Check each line below for the word "covered" and give the number of lines that have it, nothing more.

RECORDS FOR THE TASK:

-----

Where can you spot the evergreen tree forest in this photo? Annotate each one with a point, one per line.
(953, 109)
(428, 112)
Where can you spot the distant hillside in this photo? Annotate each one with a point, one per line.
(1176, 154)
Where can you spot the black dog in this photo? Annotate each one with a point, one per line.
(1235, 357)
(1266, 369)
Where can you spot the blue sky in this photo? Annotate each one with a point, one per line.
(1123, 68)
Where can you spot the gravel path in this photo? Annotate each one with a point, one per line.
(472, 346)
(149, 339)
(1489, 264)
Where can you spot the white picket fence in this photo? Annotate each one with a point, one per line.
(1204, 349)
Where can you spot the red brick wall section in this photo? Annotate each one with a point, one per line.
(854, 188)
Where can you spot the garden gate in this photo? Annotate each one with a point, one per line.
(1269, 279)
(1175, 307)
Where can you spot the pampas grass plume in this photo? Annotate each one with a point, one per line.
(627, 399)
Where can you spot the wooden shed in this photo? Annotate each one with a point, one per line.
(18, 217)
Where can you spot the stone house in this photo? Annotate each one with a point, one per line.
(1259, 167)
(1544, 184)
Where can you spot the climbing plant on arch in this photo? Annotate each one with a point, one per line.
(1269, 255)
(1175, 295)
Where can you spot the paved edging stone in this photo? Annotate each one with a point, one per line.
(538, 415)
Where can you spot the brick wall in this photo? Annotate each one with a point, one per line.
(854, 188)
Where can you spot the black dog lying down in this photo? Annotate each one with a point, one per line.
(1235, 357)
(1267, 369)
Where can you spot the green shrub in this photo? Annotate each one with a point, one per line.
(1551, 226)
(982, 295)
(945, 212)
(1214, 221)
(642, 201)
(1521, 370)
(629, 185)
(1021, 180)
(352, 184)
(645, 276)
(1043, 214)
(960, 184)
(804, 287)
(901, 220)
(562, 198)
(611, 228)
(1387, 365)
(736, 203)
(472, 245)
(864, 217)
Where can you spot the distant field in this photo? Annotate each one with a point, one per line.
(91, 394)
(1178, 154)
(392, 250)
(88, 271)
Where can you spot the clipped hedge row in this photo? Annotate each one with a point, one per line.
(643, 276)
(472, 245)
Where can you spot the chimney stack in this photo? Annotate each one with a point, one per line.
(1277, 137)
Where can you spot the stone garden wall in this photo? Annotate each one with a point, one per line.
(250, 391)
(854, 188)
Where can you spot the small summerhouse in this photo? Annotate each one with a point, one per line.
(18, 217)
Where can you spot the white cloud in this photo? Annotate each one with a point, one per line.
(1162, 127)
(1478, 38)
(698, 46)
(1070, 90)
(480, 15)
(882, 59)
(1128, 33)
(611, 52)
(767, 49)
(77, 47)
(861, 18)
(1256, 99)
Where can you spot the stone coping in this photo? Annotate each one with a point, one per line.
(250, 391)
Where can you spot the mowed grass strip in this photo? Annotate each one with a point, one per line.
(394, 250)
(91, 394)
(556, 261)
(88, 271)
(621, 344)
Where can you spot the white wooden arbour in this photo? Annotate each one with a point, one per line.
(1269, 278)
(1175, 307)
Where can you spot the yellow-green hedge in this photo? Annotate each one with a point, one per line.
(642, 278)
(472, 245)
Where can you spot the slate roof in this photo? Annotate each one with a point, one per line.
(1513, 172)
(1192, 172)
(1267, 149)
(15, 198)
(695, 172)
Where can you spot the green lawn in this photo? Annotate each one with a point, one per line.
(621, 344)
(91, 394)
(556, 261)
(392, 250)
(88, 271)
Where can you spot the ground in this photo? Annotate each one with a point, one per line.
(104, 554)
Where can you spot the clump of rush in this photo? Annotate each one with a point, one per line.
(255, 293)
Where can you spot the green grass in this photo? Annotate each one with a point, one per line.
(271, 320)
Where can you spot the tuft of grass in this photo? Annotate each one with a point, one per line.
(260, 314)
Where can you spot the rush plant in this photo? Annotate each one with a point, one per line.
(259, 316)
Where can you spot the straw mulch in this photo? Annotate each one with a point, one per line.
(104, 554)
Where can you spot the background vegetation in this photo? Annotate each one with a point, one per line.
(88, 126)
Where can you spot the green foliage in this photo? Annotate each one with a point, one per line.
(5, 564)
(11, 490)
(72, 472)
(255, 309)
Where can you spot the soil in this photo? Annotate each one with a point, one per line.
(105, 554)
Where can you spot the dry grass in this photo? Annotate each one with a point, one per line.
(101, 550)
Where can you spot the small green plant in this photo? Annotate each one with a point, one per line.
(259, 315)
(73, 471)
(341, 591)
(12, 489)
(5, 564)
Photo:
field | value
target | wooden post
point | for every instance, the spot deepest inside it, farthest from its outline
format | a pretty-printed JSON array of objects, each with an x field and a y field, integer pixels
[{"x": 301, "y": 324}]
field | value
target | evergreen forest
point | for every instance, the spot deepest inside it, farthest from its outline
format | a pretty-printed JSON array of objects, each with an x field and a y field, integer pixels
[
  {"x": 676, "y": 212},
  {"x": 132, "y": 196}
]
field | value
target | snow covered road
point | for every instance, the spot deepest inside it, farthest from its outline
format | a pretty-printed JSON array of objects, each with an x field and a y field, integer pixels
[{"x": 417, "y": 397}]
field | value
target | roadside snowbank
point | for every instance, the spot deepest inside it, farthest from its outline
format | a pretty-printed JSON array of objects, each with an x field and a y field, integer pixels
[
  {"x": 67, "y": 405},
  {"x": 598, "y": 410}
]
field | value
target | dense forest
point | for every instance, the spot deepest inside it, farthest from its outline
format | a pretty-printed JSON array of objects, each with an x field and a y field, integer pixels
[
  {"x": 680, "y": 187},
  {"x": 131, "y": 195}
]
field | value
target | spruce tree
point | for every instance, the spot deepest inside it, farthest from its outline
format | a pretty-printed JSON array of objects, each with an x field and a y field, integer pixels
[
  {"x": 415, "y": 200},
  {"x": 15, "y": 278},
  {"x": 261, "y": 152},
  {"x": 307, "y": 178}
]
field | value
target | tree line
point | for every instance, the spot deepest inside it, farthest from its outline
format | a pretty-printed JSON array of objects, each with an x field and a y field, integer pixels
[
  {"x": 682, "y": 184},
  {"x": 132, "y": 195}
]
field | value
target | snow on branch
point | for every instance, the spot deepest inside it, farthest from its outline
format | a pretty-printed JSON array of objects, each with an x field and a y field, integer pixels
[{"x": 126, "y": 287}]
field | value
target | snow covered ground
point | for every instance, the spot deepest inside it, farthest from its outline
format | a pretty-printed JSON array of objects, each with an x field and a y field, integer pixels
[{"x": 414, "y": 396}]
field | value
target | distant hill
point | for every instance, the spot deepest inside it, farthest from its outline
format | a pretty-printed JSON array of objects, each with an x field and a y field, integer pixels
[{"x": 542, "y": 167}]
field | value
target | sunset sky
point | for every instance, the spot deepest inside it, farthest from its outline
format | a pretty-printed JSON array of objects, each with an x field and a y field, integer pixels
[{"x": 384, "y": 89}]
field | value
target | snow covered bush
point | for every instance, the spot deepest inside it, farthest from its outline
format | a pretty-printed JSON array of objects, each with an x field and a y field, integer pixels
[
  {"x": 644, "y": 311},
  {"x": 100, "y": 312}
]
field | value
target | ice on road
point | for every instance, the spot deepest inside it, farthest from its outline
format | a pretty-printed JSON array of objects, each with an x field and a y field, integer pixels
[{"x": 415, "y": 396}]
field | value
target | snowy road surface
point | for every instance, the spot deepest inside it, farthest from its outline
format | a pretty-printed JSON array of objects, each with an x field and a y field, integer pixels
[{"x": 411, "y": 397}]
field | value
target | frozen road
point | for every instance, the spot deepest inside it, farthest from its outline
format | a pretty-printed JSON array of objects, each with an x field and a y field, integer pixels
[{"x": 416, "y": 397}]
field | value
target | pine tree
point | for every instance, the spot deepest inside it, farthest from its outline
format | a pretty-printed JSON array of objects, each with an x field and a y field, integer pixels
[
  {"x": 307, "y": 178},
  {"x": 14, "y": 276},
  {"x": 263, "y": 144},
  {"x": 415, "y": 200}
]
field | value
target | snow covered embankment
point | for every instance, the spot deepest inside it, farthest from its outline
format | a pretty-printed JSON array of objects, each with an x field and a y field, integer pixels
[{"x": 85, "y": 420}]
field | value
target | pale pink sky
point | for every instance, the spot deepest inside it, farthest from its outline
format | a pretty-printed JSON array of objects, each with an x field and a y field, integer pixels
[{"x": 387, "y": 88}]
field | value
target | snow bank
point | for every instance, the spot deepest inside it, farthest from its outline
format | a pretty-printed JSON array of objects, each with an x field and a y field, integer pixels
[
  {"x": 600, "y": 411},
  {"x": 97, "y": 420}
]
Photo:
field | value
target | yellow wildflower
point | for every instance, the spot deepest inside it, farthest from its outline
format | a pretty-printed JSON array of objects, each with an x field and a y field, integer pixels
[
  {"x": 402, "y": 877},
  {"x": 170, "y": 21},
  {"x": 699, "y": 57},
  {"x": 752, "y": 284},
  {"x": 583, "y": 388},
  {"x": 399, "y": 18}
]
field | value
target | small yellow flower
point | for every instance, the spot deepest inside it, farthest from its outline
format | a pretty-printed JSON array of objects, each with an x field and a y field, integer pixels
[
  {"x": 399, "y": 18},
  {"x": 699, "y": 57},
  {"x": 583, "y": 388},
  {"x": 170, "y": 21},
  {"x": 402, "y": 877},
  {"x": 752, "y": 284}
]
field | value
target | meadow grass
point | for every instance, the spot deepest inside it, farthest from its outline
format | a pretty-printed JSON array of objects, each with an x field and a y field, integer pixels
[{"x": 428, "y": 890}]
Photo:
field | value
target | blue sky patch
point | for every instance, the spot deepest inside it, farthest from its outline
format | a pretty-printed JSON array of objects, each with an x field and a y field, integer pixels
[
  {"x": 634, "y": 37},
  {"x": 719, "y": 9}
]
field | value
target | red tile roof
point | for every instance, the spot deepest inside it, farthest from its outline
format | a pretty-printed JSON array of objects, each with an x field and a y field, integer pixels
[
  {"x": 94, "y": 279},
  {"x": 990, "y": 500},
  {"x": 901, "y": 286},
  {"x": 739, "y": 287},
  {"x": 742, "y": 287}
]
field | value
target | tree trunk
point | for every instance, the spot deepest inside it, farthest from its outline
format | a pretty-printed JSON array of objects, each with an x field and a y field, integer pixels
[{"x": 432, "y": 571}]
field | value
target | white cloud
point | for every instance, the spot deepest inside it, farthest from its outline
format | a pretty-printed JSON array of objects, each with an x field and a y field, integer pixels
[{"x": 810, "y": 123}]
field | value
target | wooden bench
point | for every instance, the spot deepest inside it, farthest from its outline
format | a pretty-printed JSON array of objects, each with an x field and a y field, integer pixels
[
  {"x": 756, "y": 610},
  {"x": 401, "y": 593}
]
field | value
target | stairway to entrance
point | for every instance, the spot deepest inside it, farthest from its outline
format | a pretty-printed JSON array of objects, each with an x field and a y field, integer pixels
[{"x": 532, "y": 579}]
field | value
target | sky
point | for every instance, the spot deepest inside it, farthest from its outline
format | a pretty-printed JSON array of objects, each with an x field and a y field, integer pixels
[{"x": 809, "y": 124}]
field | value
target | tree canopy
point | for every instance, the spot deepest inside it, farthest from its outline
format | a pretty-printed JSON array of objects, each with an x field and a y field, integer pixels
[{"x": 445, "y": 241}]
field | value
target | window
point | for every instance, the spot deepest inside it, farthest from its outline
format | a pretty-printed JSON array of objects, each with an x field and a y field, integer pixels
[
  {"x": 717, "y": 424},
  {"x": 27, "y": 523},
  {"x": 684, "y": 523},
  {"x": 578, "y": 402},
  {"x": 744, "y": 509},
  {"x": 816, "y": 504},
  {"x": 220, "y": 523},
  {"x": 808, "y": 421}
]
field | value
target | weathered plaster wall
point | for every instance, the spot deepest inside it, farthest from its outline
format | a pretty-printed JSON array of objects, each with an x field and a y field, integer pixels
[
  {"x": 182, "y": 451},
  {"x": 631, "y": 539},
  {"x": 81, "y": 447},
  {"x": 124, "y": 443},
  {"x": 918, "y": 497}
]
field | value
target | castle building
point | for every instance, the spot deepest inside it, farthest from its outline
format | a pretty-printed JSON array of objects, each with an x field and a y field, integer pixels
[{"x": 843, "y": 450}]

-----

OUTPUT OF THE EXERCISE:
4